OpenRefine

The recent proliferation of data has become the center point for analytic, system migration, and reconciliation processes. However, data cleaning and preparation (which includes data normalization, duplicate removal, pivoting, joining, and splitting data) is still a major hurdle in the process. Tools available for end users haven’t fully caught up to the demand. Spreadsheets offer entry level interface to the data but are time consuming and don’t scale, while programming languages offer flexibility but have a steep learning curve for the non technical person.

OpenRefine addresses the growing data literacy gap by lowering the technical skills needed to normalize and prepare data. OpenRefine empowers those who understand the context in which the data are generated or used by offering them the best of both worlds with an iterative interface for data discovery and preparation and an easy-to-learn scripting language.

Thanks to OpenRefine, subject matter experts with an in-depth knowledge of a specific issue or domain can:

  • explore data related to the topic; drill down to have a sense of the information available, find nuggets of information or inconsistencies and quality gaps;
  • clean and export the data to a format useful for their needs by doing data normalization, removing duplicates and typos, pivoting, joining and splitting columns; and
  • enrich the project by joining data sets together, processing data via an API, or working with a reconciliation service.

OpenRefine is a powerful point and clicks web interface for data normalization and preparation. RefinePro offers training, hosting and integration services.

 

Project Website          Github Project

 

OpenRefine Features


Extensive Input & Output Support

Start your project from Excel, CSV, JSON, XLM or any text-based file, with any encoding. Once your project is completed, Refine lets you customize your file export, encoding, and line breaks — or create hierarcical RDF, JSON or XML templates.

Cluster & Deduplication

Identify and remove duplicates in a breeze thanks to a set of powerful auto-suggestion algorithms. Refine’s embedded search and replace function streamlines data normalization.

Filter & Sort

Drill down through large data sets and see your data from a new perspective. Use Refine to build custom facets to list all values in a field, create numeric and timeline facets, or filter blank rows or duplicates with a single click.

 

Join, Merge & Reconcile

Join and merge different data sets to build new views and insights. Create lookups and reconcile against master data sources. Easily concatenate multiple fields together.

Split

Split a field into multiple columns based on any character(s). Create new rows from multi-value cells.

Undo / Redo

Do your data cleaning in a safe environment where you can undo any changes. Review and audit your transformation history. Once your project is completed you can save your steps to reapply them next time.

 


 

Transpose

Pivot columns into rows or transpose rows into columns with just a few clicks.

Custom Query Language

The General Refine Query Language (GREL) is flexible, powerful, and yet simple enough to create custom filters and transformation expressions. Preview your changes in real time before committing your changes.

Fetch Web Pages & work with APIs

Call web services and fetch web pages from within Refine. Extend your dataset with your favorite API or machine intelligence services with limited coding knowledge.
◆ ◆ ◆ ◆ ◆ ◆ ◆
▶ EXERCISE AIM
Reproduce, word for word, the portion of the OpenRefine page that opens with the words containing "OpenRefine Features" and closes with "streamlines data normalization.".

▶ DATA
◆ ◆ ◆ ◆ ◆ ◆ ◆
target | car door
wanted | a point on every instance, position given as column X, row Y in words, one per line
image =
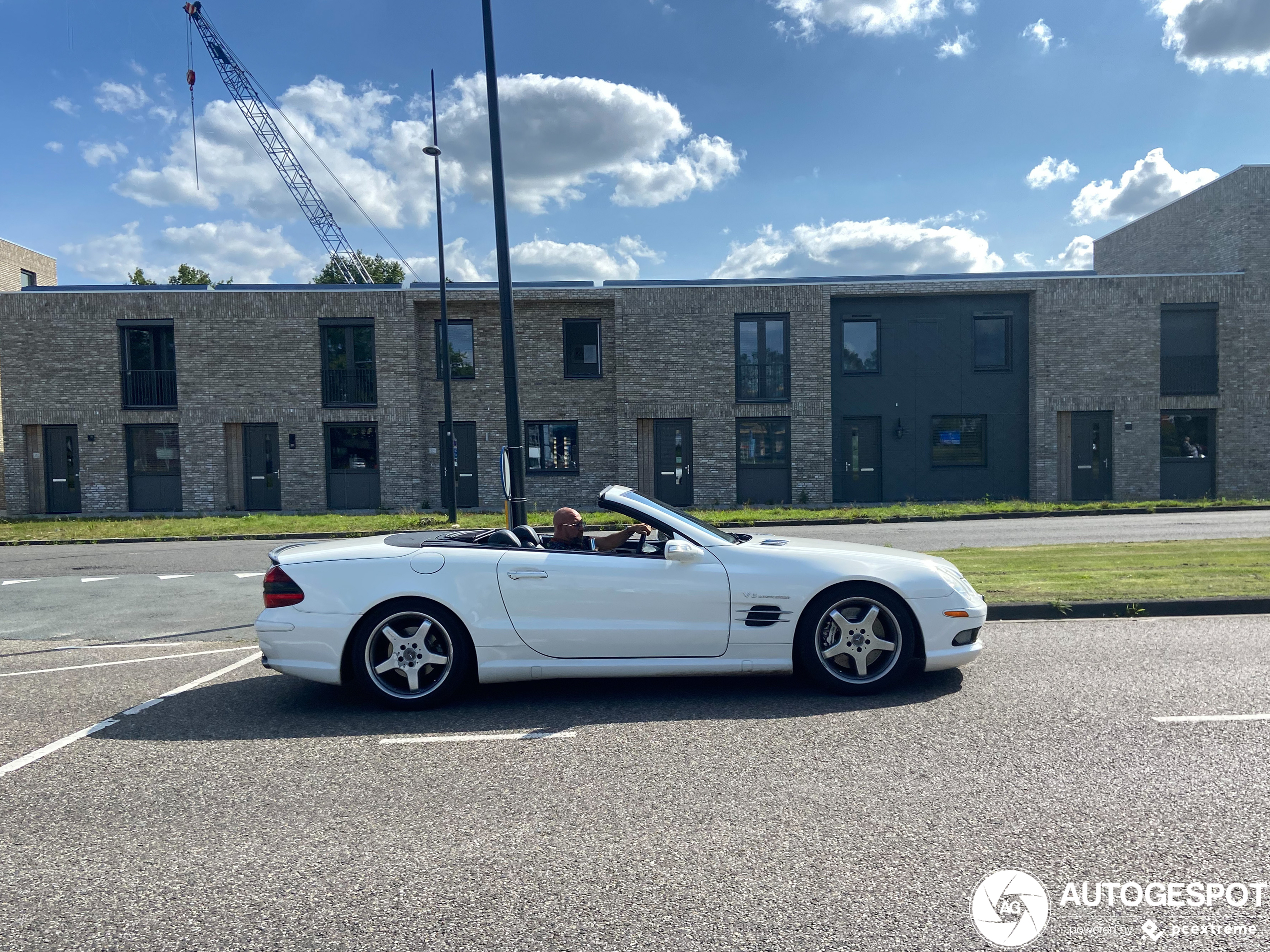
◆ ◆ ◆ ◆ ◆ ◆ ◆
▶ WRITTEN SOLUTION
OpenRefine Features


Extensive Input & Output Support

Start your project from Excel, CSV, JSON, XLM or any text-based file, with any encoding. Once your project is completed, Refine lets you customize your file export, encoding, and line breaks — or create hierarcical RDF, JSON or XML templates.

Cluster & Deduplication

Identify and remove duplicates in a breeze thanks to a set of powerful auto-suggestion algorithms. Refine’s embedded search and replace function streamlines data normalization.